A Defining Moment
There have been a few defining moments in my high school career, but so far none compare to what happened during my sophomore year. The defining moment I’m going to tell you about wasn’t when I found out I had celiac disease and couldn’t eat wheat, but rather, when I found out something else just a few months later.
I’m familiar with being a patient. I was just two years old when I had major surgery and also found out I had only one kidney. Unusual, but it’s not the first time it’s happened to someone. I’ve always had a cataract on my left eye, and when I was maybe seven, I found out that I have scoliosis and a few extra ribs. Then in high school my period never came. My doctor said that it was late because I’m tiny and athletic, no biggie… but when I was 15 my mom decided to take me to a specialist.
I had an ultrasound test which wasn’t a new experience having grown up with one kidney that needs to be checked every now and again, but this time was different. I remember feeling claustrophobic in a tiny dark room with my mom and a technician. I recall the technician starring at her computer screen with a concerned expression on her face. She was moving the ultrasound probe on my stomach and didn’t say a word. She left the room several times, made muffled phone calls, and consulted with someone on the other side of the thick door. We asked what was going on, but she brushed it off and said that she would summarize at the end of the test. What was meant to be a 45 minute appointment turned into 2 hours. That’s when the technician walked out again, but this time she didn’t come back like she had promised. Instead another technician came in and had us move out of the tiny dark room. My mom and I had so many unanswered questions.

▶ [RECORDED DATA]:
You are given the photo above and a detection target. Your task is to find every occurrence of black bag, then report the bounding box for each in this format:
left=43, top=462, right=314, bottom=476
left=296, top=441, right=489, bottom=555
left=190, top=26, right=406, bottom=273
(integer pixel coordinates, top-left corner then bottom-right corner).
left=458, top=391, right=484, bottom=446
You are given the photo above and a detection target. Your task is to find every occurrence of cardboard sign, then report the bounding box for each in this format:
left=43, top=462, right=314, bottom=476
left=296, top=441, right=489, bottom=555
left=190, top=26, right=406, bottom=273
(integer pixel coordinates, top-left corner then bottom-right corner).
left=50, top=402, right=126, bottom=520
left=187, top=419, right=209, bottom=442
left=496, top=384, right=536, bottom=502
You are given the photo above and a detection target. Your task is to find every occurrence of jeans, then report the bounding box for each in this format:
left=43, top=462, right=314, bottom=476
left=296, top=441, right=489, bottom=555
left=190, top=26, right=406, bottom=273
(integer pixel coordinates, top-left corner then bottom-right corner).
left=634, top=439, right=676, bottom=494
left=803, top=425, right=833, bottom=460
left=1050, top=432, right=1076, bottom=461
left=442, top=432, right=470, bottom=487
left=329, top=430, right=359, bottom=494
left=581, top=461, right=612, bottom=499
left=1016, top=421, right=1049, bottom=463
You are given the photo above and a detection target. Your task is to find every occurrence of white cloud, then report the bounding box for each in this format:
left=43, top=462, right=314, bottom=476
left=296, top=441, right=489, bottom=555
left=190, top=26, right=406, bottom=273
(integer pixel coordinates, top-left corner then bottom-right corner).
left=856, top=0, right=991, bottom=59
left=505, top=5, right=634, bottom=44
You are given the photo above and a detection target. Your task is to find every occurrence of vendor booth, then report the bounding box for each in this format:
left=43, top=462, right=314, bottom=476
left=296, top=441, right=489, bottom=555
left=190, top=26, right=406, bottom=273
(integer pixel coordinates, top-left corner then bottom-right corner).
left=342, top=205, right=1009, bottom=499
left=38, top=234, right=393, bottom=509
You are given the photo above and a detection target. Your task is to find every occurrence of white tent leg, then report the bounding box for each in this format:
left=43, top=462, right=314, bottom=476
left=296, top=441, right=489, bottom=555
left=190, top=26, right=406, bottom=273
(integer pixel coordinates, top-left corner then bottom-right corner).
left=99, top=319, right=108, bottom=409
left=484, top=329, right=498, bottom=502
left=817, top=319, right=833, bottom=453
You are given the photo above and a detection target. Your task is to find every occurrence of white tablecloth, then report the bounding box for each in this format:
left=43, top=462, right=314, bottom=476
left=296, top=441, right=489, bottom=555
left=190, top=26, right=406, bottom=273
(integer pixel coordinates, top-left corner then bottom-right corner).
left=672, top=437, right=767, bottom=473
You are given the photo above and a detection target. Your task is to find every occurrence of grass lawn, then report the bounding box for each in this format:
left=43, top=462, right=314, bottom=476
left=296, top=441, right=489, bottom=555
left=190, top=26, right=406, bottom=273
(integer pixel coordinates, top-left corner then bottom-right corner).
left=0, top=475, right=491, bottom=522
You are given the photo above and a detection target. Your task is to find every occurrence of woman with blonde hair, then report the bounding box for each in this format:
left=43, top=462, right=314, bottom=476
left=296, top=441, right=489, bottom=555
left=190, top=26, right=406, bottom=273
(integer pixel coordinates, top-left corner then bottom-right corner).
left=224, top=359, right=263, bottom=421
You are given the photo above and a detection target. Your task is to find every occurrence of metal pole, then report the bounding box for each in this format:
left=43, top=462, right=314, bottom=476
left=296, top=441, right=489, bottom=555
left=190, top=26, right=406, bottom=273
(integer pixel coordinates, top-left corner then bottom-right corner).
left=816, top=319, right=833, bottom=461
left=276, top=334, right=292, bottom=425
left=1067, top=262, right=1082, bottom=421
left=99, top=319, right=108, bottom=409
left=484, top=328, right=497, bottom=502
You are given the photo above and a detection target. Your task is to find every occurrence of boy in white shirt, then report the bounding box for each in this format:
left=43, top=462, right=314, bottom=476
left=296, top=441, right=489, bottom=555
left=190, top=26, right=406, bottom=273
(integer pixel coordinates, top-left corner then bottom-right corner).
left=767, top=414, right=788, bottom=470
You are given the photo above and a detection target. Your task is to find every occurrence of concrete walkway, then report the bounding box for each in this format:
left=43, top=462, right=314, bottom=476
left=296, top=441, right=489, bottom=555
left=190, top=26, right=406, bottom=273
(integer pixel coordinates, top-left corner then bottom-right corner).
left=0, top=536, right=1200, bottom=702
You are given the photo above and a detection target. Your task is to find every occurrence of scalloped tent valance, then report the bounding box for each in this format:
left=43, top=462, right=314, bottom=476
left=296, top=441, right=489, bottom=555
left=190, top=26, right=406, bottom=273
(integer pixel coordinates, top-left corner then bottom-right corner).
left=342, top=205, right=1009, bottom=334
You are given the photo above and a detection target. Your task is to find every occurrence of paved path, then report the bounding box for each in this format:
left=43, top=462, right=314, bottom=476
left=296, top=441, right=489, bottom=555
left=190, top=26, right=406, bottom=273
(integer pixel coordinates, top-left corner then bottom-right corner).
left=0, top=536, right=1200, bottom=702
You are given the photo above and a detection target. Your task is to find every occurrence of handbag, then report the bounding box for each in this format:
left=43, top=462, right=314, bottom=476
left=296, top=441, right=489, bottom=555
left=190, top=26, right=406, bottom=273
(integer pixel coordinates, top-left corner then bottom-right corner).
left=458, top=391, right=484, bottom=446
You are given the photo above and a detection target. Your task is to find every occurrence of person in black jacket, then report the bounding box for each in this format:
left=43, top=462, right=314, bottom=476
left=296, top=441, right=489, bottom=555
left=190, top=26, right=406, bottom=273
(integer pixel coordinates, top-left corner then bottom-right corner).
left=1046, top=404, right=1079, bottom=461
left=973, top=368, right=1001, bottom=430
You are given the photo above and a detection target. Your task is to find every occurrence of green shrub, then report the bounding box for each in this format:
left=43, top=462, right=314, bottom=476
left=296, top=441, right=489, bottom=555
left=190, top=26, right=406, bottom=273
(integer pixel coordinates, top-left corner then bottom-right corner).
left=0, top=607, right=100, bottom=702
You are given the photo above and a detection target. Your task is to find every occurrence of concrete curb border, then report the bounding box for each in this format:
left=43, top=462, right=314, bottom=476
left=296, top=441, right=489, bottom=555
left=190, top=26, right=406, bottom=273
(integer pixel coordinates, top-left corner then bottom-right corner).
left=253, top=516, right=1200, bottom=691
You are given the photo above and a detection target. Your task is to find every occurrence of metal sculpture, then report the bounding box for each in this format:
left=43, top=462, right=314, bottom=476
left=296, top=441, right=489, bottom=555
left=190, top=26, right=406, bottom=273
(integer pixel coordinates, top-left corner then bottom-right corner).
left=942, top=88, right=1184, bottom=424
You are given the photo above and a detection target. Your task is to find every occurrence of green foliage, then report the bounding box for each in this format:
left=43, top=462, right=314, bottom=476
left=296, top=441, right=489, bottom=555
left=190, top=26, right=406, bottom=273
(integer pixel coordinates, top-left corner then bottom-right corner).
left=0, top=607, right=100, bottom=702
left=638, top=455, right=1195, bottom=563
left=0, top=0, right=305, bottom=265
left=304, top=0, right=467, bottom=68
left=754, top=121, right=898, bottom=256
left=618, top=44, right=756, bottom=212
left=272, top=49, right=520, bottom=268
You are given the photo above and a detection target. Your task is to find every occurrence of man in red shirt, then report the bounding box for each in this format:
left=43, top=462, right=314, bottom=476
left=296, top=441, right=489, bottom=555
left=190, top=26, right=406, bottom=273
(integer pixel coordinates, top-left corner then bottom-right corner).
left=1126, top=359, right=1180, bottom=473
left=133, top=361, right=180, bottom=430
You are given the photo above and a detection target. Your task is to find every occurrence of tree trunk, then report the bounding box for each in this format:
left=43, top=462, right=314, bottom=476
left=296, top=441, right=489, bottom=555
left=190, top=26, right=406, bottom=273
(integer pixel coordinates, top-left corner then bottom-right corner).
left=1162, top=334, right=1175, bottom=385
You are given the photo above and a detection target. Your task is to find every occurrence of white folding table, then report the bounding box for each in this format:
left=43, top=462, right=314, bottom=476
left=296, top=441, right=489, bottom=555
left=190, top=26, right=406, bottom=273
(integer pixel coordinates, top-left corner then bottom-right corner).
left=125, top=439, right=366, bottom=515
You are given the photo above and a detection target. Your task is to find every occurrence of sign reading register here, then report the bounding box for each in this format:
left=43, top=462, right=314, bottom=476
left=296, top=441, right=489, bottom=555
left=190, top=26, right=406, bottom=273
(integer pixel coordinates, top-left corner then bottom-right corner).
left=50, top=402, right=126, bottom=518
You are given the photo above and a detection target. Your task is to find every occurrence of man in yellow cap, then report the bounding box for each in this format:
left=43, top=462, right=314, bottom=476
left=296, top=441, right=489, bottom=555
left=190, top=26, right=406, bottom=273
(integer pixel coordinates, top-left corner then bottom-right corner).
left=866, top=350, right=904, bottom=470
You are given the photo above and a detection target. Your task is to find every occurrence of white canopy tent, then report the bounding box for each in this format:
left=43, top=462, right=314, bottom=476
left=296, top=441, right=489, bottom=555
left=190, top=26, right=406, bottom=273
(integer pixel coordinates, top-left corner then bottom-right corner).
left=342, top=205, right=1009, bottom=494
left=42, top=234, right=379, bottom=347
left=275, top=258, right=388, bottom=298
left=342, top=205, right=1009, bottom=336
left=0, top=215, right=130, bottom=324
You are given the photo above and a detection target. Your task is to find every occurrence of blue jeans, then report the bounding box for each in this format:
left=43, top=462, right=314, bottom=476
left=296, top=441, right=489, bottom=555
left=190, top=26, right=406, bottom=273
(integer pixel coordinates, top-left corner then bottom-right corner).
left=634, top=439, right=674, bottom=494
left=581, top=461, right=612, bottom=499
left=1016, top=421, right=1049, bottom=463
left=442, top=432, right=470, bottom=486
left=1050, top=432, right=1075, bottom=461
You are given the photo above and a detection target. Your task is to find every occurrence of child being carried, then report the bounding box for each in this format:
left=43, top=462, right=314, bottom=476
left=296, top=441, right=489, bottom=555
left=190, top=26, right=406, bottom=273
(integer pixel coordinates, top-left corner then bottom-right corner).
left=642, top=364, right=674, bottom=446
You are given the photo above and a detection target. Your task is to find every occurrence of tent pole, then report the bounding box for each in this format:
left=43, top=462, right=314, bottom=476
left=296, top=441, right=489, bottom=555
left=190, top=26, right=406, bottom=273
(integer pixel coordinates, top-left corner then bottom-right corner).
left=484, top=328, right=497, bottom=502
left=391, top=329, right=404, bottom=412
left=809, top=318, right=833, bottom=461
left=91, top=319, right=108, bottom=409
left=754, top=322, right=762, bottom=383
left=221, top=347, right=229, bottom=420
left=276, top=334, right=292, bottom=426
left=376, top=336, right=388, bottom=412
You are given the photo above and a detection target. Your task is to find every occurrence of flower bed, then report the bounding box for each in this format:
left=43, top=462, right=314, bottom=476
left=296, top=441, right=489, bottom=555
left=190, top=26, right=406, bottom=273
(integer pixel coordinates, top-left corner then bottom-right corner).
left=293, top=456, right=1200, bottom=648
==
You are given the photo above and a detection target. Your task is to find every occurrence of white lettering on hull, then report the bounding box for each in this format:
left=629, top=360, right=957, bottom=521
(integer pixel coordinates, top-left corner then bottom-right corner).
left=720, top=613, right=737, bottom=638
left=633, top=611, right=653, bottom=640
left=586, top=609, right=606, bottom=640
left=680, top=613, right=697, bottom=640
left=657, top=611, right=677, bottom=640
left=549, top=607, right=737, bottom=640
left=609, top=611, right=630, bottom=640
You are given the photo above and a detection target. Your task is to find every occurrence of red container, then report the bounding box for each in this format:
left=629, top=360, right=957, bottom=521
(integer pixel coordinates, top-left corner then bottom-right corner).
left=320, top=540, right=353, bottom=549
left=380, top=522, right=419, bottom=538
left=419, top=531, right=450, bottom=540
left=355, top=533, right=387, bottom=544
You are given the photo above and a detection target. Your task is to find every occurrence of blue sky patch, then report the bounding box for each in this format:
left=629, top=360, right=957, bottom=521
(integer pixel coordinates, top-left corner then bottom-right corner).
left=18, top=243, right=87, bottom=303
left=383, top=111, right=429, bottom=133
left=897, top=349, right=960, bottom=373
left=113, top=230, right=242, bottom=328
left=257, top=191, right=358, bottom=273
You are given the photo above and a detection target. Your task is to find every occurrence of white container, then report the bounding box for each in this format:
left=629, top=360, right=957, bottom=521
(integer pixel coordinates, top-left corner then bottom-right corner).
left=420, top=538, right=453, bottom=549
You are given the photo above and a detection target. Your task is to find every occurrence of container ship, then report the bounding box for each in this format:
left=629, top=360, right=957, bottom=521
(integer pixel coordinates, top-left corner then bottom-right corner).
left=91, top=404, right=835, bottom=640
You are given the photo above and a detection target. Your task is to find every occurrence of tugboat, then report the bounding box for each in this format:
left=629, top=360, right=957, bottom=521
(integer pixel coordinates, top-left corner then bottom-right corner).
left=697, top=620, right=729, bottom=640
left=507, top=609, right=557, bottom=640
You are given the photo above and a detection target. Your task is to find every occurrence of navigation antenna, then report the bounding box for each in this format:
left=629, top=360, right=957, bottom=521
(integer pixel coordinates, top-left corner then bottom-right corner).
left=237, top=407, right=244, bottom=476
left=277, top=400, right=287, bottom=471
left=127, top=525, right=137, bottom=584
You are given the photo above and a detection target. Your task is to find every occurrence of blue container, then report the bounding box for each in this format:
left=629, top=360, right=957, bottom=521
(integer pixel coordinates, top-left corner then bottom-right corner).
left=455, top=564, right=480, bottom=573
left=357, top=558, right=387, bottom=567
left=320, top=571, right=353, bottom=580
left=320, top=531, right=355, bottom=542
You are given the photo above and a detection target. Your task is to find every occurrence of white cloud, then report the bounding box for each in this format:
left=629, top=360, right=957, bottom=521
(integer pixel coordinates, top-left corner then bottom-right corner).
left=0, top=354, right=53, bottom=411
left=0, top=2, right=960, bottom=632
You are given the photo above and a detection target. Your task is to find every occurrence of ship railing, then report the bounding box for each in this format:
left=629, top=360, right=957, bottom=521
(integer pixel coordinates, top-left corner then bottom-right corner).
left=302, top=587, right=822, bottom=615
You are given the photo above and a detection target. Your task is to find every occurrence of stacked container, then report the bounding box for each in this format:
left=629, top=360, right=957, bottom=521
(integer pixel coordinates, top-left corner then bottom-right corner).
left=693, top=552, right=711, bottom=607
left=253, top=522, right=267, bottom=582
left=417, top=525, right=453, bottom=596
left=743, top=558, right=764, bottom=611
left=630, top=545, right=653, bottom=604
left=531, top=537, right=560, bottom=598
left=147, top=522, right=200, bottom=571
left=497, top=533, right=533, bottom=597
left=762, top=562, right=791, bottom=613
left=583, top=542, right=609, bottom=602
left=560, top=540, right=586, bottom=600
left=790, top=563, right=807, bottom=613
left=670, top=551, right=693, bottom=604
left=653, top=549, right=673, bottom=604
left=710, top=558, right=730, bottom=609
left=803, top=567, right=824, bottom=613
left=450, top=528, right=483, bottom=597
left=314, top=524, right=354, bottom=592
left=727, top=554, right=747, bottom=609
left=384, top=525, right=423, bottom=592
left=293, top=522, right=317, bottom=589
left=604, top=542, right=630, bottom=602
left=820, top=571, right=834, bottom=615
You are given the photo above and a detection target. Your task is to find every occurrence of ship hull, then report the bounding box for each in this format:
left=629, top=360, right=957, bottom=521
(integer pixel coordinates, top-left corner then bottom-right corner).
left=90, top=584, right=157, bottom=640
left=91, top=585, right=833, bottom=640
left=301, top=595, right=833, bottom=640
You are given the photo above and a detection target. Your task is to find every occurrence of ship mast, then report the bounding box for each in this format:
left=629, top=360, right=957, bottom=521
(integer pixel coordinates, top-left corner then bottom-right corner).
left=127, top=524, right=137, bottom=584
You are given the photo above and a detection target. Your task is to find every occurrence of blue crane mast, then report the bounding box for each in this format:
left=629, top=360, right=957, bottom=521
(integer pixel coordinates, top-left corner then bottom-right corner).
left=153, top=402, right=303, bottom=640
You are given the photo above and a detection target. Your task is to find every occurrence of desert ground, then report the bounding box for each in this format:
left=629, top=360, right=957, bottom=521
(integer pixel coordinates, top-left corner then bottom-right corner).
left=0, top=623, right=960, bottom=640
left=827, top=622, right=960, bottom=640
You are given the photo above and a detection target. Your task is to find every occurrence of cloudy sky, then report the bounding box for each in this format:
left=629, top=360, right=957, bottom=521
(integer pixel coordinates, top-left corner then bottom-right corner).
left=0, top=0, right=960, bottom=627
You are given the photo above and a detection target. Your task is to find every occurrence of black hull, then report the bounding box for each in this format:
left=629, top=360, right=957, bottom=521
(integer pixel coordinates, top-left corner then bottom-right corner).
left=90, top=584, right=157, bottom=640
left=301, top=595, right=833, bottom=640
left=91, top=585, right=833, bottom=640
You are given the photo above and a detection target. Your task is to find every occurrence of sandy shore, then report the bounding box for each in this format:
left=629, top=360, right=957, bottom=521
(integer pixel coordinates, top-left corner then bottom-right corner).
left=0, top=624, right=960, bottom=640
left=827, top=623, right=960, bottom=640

▶ [AIM OF THE EXERCISE]: From the essay "A Defining Moment," list every age the writer gives for themselves, along with what the text says happened at that age.

▶ [ANSWER SPACE]:
- Two years old: had major surgery and found out about having only one kidney
- Maybe seven: found out about having scoliosis and a few extra ribs
- 15: was taken by their mom to a specialist